> **Problem**: Tell how many lines in the data below contain "query", using one number as the whole reply.

> **Extracted material**:
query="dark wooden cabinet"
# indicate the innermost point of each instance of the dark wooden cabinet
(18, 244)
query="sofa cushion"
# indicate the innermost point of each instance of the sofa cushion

> **Output for this exercise**: 2